Your task:
With no line left out, restate the data word for word.

** Listed records follows **

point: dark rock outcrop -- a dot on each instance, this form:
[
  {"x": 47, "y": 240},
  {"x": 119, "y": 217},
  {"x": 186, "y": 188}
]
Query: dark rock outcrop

** End of Listed records **

Output below:
point: dark rock outcrop -- a dot on each instance, this form:
[
  {"x": 47, "y": 240},
  {"x": 119, "y": 217},
  {"x": 186, "y": 188}
]
Query: dark rock outcrop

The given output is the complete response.